(Supplied passage begins)

The ideal patients for fractional laser resurfacing are patients with Fitzpatrick skin types I, II, and III but Fitzpatrick skin types IV–VI patients can also be treated. [3]

While treating patients with AFL, adequate patient education and preoperative assessment are necessary in order to avoid pitfalls and maximize patient outcomes. With fractional laser technology, the chances of pigmentary alteration and unexpected scarring are much less when compared with that of fully ablative lasers. [3]

The energy settings will differ depending on what type of laser is used and also on the severity and type of acne scars. Improved clinical efficacy is noted with higher energy settings, but there are also chances of increased adverse events such as: [3]

  • Pain
  • Erythema
  • Postoperative dyspigmentation

Patients undergoing NAFL are advised to use a mild cleanser as well as a moisturizer several times in a day following each treatment session for the first few days. Sun exposure should be avoided during this period. To prevent infection and other complications in patients undergoing AFL, open or closed wound dressing is advised for the first few post treatment days. [3]

Complications associated with fractional laser resurfacing: [3]

  1. Erythema
  2. Periocular edema
  3. Xerosis
  4. Slight darkening of the skin
  5. Acneiform and herpetic eruptions
  6. Post inflammatory hyperpigmentation


Acne scarring is a common problem and patients mostly resort to treatment for cosmetic improvement. Most of the treatments that were available in the market were inadequate or insufficient in treating acne scarring. In order to overcome this, Laser therapy for scar revision was investigated.

Different types of acne scars are treated effectively nowadays with different types of lasers. 585 nm Pulse Dye Laser is quite effective for hypertrophic acne scarring. Depending on the individual patient circumstances atrophic acne scarring can be treated successfully with Ablative lasers and Fractional Ablative and Non-Ablative laser systems. These lasers work by contouring the scar tissue via collagen contraction and neocollagenesis. The best outcome for laser scar revision is when the characteristics of scars are evaluated thoroughly the treatment is individualized for each patient. And most importantly both the physician and patient have realistic expectations and treatment goals.


  1. Jacob C, Dover J and Kaminer M. “Acne scarring: A classification system and review of treatment options”. Journal of American Academy of Dermatology (2001); 45: 109-117.
  2. Jordan R, Cummins C and Burls A. “Laser resurfacing of the skin for the improvement of facial acne scarring: a systemic review of the evidence.” British Journal of Dermatology (2000); 142: 413-423.
  3. Sobanko J and Alster T. “Management of Acne Scarring, Part I.”American Journal of Clinical Dermatology (2012); 13: 319-327.
  4. Anderson RR and Parrish JA. “Selective photothermolysis: precise microsurgery by selective absorption of pulsed radiation.”Science(1983); 22: 524-7
  5. Alster TS, Kurban AK and Grove GL, et al. “Alteration of argon laser induced scars by the pulsed dye laser.” Lasers in Surgery and Medicine(1993); 13: 368-73
  6. Patel N and Clement M. “Selective Nonablative Treatment of Acne Scarring With 585 nm Flashlamp Pulsed Dye Laser.”American Society for Dermatologic Surgery (2002); 28: 942-945.

(Supplied passage ends)
(Record extracts begins)

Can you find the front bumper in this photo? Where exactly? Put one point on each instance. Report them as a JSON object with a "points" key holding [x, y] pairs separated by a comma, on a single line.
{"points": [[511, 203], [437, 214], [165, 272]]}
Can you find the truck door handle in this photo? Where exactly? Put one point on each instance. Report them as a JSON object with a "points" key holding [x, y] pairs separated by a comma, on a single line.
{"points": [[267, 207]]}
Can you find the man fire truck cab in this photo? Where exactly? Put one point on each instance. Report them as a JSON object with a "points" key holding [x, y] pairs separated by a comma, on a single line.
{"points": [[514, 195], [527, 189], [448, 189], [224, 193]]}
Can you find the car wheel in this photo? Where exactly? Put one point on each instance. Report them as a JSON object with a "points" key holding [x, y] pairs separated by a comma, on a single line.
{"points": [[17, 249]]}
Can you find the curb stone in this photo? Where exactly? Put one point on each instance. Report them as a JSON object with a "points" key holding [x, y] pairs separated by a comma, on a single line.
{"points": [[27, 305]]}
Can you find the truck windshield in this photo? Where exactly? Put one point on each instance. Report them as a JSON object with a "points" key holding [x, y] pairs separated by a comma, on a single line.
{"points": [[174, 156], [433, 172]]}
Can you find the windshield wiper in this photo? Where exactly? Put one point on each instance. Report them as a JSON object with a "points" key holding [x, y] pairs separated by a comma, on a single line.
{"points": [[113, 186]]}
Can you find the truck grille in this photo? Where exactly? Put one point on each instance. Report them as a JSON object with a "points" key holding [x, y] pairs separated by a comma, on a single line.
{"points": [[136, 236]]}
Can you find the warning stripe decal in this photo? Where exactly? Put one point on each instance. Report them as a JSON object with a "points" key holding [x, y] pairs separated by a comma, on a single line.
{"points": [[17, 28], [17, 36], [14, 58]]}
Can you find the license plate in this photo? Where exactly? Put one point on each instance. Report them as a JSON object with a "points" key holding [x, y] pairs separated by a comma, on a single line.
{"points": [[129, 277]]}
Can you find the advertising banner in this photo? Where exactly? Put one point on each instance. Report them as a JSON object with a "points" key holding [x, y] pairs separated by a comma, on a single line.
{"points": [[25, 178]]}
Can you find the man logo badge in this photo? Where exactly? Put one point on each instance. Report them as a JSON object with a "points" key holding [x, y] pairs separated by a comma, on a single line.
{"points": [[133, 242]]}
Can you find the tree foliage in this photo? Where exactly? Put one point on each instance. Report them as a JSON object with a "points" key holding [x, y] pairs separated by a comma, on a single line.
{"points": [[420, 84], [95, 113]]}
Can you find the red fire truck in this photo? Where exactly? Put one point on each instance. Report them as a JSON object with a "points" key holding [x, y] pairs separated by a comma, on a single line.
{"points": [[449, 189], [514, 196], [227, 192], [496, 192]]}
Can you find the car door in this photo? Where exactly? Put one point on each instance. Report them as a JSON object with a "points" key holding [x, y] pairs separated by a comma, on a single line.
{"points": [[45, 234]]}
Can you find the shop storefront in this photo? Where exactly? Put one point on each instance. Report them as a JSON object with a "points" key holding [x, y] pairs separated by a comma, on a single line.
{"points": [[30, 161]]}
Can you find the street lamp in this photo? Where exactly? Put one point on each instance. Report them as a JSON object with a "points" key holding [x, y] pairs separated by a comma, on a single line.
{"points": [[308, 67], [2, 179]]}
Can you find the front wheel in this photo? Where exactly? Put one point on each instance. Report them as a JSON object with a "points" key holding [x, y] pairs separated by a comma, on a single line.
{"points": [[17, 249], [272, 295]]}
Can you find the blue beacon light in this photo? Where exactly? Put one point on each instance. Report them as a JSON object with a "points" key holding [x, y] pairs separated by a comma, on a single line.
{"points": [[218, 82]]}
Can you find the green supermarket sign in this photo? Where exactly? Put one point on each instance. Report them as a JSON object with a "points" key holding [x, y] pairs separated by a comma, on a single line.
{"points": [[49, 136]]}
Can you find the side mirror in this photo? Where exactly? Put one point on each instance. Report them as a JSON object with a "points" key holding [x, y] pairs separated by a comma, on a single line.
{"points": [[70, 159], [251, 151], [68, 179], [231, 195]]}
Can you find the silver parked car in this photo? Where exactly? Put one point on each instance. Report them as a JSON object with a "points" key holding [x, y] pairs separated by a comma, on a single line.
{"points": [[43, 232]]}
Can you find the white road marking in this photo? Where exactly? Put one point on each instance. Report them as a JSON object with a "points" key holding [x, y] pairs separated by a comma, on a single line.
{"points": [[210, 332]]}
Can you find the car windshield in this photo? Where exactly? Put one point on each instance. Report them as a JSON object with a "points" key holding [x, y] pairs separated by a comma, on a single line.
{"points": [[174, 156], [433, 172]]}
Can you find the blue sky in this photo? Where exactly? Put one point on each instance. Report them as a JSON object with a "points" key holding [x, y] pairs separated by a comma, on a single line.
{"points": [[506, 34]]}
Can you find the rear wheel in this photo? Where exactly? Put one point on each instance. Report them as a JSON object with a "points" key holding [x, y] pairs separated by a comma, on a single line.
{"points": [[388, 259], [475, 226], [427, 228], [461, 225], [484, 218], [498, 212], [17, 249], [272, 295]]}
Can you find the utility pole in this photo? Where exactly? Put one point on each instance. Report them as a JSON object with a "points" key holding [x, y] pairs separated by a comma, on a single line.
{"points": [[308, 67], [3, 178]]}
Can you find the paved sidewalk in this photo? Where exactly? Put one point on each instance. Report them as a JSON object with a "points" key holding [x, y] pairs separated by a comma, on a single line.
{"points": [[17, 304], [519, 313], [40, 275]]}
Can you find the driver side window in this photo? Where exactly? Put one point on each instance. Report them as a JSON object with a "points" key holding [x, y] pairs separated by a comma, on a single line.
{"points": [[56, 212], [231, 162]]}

(Record extracts ends)
(Record extracts begins)

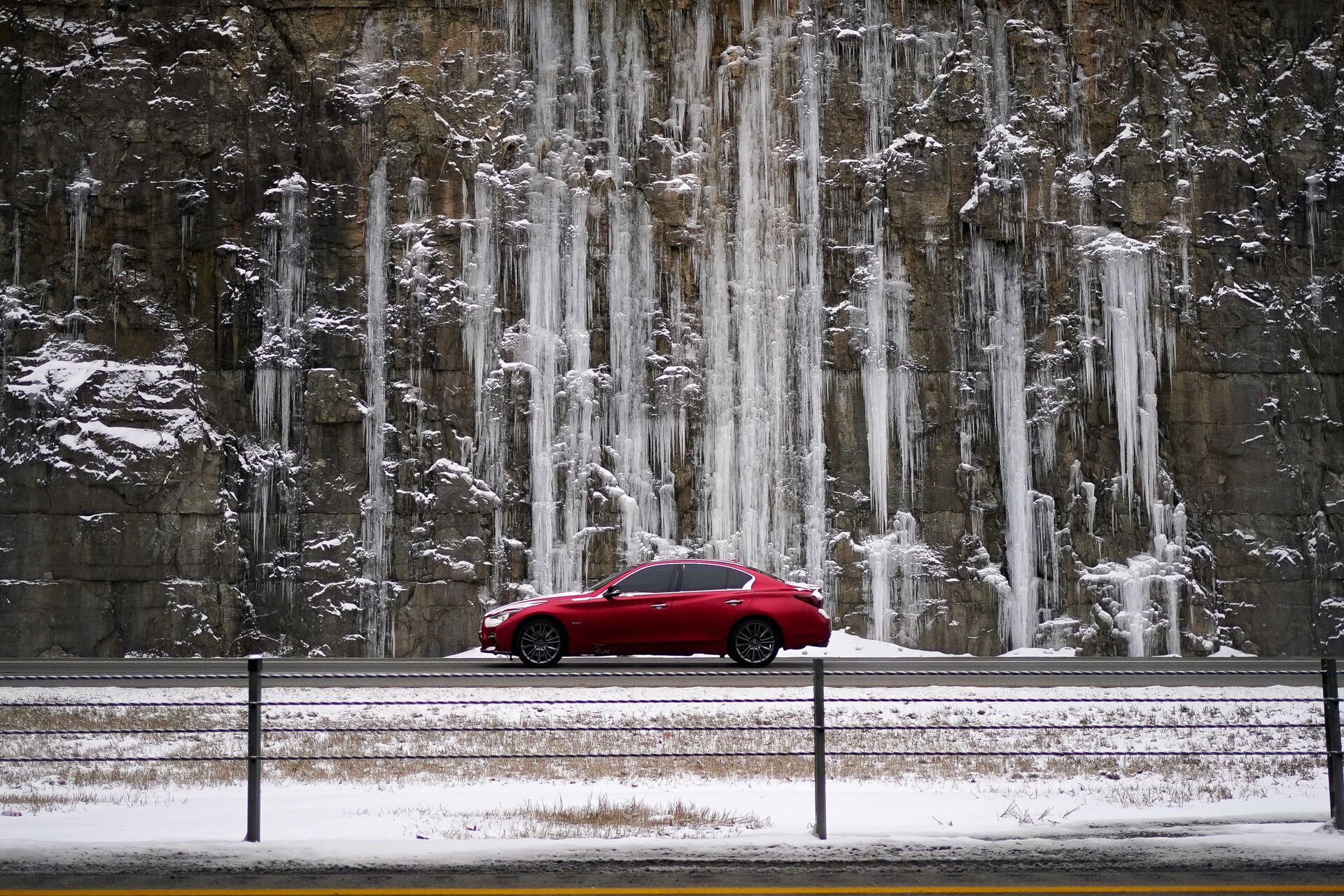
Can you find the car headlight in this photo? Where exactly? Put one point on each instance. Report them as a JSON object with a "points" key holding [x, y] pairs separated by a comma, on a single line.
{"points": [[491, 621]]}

(Record extracts ends)

Answer these from the text on laser treatment of acne scars:
1. Which Fitzpatrick skin types make the ideal patients for fractional laser resurfacing?
2. Which laser does the text call quite effective for hypertrophic acne scarring?
3. What is advised for the first few post-treatment days to prevent infection and other complications in patients undergoing AFL?
The lines are not needed here.

**Problem solution**:
1. Fitzpatrick skin types I, II, and III.
2. The 585 nm Pulse Dye Laser.
3. Open or closed wound dressing.